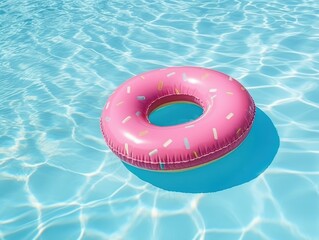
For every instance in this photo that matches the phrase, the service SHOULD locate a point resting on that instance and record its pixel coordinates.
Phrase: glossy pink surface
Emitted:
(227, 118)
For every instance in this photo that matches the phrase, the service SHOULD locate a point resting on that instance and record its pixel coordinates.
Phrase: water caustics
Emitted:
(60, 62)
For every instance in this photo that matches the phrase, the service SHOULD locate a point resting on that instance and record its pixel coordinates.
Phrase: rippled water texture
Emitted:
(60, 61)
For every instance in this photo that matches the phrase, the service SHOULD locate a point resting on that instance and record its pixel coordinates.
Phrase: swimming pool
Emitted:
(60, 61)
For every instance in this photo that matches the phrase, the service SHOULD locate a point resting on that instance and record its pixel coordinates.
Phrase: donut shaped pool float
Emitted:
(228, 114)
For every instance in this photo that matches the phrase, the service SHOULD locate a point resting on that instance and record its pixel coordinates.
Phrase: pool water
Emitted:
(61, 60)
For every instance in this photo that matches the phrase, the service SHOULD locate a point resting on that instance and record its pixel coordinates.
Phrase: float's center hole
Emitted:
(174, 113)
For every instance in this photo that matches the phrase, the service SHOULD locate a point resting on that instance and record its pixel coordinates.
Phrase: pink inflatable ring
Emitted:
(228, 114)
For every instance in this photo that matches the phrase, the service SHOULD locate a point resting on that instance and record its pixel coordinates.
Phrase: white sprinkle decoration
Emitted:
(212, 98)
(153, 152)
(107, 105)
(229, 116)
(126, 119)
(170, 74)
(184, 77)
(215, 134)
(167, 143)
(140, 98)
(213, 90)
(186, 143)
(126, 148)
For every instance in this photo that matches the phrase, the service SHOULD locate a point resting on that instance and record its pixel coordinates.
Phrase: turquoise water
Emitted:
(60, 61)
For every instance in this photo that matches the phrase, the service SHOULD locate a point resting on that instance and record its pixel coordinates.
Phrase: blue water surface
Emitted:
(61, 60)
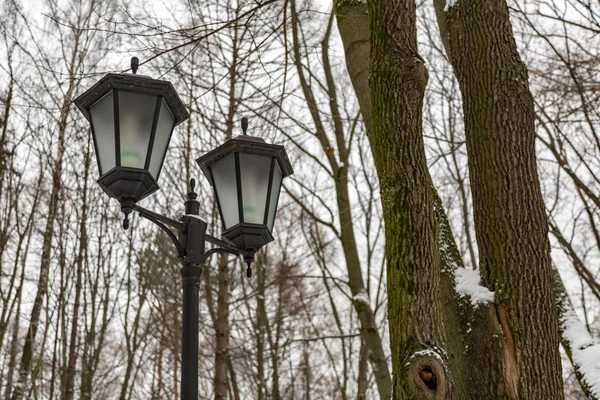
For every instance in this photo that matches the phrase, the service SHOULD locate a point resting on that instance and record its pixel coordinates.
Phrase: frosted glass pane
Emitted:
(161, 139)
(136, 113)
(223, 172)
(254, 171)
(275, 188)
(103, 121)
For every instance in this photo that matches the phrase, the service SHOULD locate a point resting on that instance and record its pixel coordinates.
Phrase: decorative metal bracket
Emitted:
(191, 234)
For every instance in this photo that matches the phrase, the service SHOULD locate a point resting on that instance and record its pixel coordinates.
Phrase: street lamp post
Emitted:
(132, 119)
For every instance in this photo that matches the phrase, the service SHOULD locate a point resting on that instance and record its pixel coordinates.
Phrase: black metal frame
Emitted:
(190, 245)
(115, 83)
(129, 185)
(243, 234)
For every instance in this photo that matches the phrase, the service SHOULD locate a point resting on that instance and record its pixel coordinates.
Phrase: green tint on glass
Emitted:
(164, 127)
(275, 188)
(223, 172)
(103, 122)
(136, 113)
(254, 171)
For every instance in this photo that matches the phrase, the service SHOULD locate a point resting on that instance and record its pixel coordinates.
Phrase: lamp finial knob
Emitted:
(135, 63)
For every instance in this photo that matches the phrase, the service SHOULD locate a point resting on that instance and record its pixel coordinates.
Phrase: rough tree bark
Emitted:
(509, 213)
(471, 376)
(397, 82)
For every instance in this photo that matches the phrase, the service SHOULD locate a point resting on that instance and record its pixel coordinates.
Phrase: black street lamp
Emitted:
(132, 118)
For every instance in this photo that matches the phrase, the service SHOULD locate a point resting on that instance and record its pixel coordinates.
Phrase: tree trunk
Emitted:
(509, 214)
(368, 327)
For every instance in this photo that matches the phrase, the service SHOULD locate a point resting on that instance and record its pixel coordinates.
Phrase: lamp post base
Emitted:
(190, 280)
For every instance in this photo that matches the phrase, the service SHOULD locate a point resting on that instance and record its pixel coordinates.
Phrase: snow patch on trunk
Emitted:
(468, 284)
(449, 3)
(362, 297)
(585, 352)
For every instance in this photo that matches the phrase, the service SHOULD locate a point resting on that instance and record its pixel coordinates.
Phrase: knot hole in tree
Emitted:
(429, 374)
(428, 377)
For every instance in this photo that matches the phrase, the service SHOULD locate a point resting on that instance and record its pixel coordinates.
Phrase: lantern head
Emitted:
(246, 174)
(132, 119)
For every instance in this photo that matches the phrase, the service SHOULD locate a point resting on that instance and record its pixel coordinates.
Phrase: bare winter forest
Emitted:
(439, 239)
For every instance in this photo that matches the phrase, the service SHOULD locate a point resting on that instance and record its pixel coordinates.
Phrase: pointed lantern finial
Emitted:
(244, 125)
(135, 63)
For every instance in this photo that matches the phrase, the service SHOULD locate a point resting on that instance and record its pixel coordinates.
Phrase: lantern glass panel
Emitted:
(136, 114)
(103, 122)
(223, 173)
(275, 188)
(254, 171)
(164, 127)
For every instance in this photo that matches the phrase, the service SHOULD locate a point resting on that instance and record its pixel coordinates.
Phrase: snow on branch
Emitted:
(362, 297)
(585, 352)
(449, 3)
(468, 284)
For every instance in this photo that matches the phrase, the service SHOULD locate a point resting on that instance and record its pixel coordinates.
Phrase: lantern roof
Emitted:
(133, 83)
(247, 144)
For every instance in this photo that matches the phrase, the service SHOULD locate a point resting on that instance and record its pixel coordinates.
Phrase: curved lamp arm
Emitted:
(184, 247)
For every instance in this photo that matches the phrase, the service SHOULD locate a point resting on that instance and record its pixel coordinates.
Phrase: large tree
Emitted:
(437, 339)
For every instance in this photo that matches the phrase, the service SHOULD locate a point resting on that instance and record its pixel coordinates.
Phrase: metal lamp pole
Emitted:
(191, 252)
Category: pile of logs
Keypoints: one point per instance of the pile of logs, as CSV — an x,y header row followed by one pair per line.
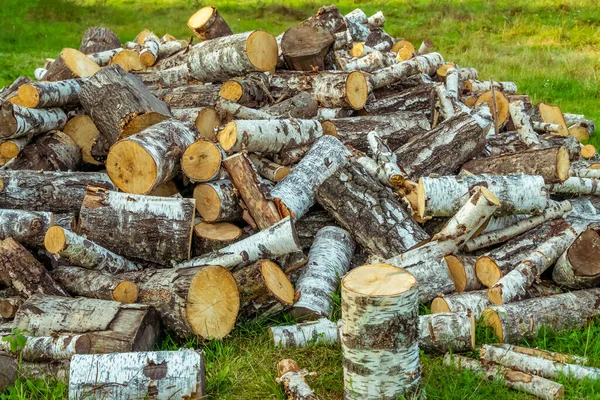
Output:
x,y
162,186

§ **Exercise aim**: Exclude the pictures, and transcribe all of the material exactly.

§ **Written response**:
For every instance in this photo that matches the phrase, the service SHOULD locate a point resting on that instance and record its pixel coordinates.
Phrase: glossy pink surface
Emitted:
(227, 118)
For every instance in this photo that matches the phrase, the service SHOULD locate a point resting on that instance and record its pixel coordinates.
Phrase: water caustics
Emitted:
(60, 62)
For every instance in this photo that matches the phrase, the service SHOULD locate a point resting on that instance and record its pixel coordinates.
Phrase: rippled water texture
Emitted:
(60, 61)
For every instance in this photo that matches the phrase, the service SHOULD locate a point resting on that instance and record its pixel coordinates.
Phrase: swimming pool
Emitted:
(60, 61)
For every instance in this photo that matches the phrase, the service SHOULD locate a point resting on that instance and record its pixel coordinates.
Phrase: donut shaped pool float
Emitted:
(228, 114)
For every instance in this photo that matches the phrase, the service SHOULD locate a point resting on that instance and record its pixel coordinates.
Phrase: pool water
Emitted:
(61, 60)
For every instance in this photo that matches the phrase, the service SHOULD locate a point resting on that instance and record its pixel coordinates.
Phrase: float's center hole
Emitted:
(174, 113)
For every instance in this photo that matches the phrase, the service SHOULD locate a point resting on that instance and record its pixel coordinates.
Phrase: pink inflatable ring
Emitted:
(228, 114)
For every instance in this photo that matches the phrase, the service SHOULD locate a point resting on that instance and record its pixel coordinates.
Phrase: white sprinkle decoration
Emitted:
(212, 98)
(153, 152)
(107, 105)
(229, 116)
(126, 119)
(170, 74)
(184, 77)
(215, 134)
(167, 143)
(140, 98)
(213, 90)
(186, 143)
(126, 148)
For every instance in this photo that matches the phrase, the service SHOULD locate a point resting on that instance and record its pixel coordinates.
Phrase: turquoise water
Emitted:
(60, 61)
For every instance in this photo that matches the phrase, the service SHOULD locate a point resting on that instance and record its pixel coordinates.
Phrase: blue water surface
Emitted:
(61, 60)
For every instance in this photo that matches the phrase, the service SHOULD locate a point resting on that instance and record its pixel coordinates.
Phrase: frosted glass pane
Emitted:
(161, 139)
(136, 113)
(223, 172)
(254, 171)
(275, 188)
(103, 121)
For every instance in this photo that matches the phrase, the service SHOULD locate a point resting on that instance and record its pixel coordinates.
Phrase: decorative metal bracket
Emitted:
(191, 234)
For every instance in this photo that matches the phrase, the service SHOULD locate a point resting on that instance and record its pixel coordinates.
Phrase: street lamp post
Emitted:
(132, 119)
For every instance in this photo that matches the phrase, the service SHOULD locate a point resting on that instance and record its pixel coordinates.
Phrase: black metal frame
Emitted:
(190, 245)
(115, 83)
(129, 185)
(243, 234)
For every instance in this photo that matches the phrase, the service SHOULD locate a point resting on that instance and record its pixel coordinates.
Phrase: green tint on glass
Emitted:
(164, 127)
(275, 188)
(223, 172)
(103, 122)
(136, 113)
(254, 171)
For every instance in this photo that matches the phrase, the service SHOULD locate a point resting on that instance and record its pixel coordinates.
Phrase: lamp finial knob
Emitted:
(135, 63)
For every instance in this photo that matches the phrase, the service SHOULD locate a point resting on that instance and record its pixel coordinates.
Phrase: rough tree bark
Emitted:
(509, 213)
(471, 376)
(397, 82)
For every instance in this photo that matches the phrase, the service SHOULD locate a point resting on that instance and record its pixel coordinates.
Phrase: black street lamp
Emitted:
(132, 118)
For every instance in this photo that matches the phrase, the service SHOULD locate a point resting on that instance and record its pixel coordinates.
Phrase: tree trunk
Emitted:
(509, 214)
(368, 327)
For every instance in this photo that matches the phrase, the service SHOULD locate a point resting on that instance and record its pixel coordinates.
Phrase: lamp post base
Emitted:
(190, 280)
For every instance in this photo that matches the phrase, the service SHOULD locate a point resting on that instance and record its pixel coordinates.
Phrase: snow patch on trunk
Emitted:
(468, 284)
(449, 3)
(362, 297)
(585, 352)
For every instance in this photo that matches the phrase, the service SHOULD locate a point resting on that instance and record its pixel coordinates.
Phrase: knot hole in tree
Emitted:
(429, 374)
(428, 377)
For every instance in this photo that matches the phrase, the service SHOULD locate a point resting on that instance and record its pixel coordinates.
Phrase: lantern head
Emitted:
(246, 174)
(132, 119)
For every instance in this photo that matches the phrase, the service SHOULD locate a point resting on that instance and record its pixel coordinates.
Phrase: bare winter forest
Emitted:
(439, 239)
For every instance in this photo that matches the phrase, the service SHOULD locate a point resting on that instance and record its pixel coordinates.
Phrase: pointed lantern finial
Emitted:
(244, 125)
(135, 63)
For every instance in this photo that matches the phrase, the service SHOULD locate a point resting on that instance and record its pixel coordinates.
Phrase: lantern glass panel
Emitted:
(136, 114)
(103, 122)
(223, 173)
(275, 188)
(254, 171)
(164, 127)
For every instance in this photo that matches the phrase, the service SHOULD locate a point resting on that instance and record its pixel coordinates.
Phrase: snow on branch
Emitted:
(362, 297)
(585, 352)
(449, 3)
(468, 284)
For every instance in this photo that matches the phrase, the service SHOULD locate a point resting on that instance and record its pixel coordinates.
Phrase: lantern roof
Emitted:
(133, 83)
(247, 144)
For every instance in this photo that matches the phrase, the service SHOULD locate a point resting on that instance and record its pixel coordinates.
Phrase: curved lamp arm
Emitted:
(184, 247)
For every instance in this photo that matches the phrase, the service SHOULD locate a point resting on that instance and record its pixel coordinates.
Phrase: large tree
Emitted:
(437, 339)
For every instance in this photo that matches the phrase, the service SHOULD locate a point resting on that instance and record its pixel coordinates.
Phrase: metal lamp pole
Emitted:
(191, 252)
Category: pile of logs
Keypoints: one point per instance of the pile of logs, as CSV — an x,y header row followed by one pair per line.
Output:
x,y
162,186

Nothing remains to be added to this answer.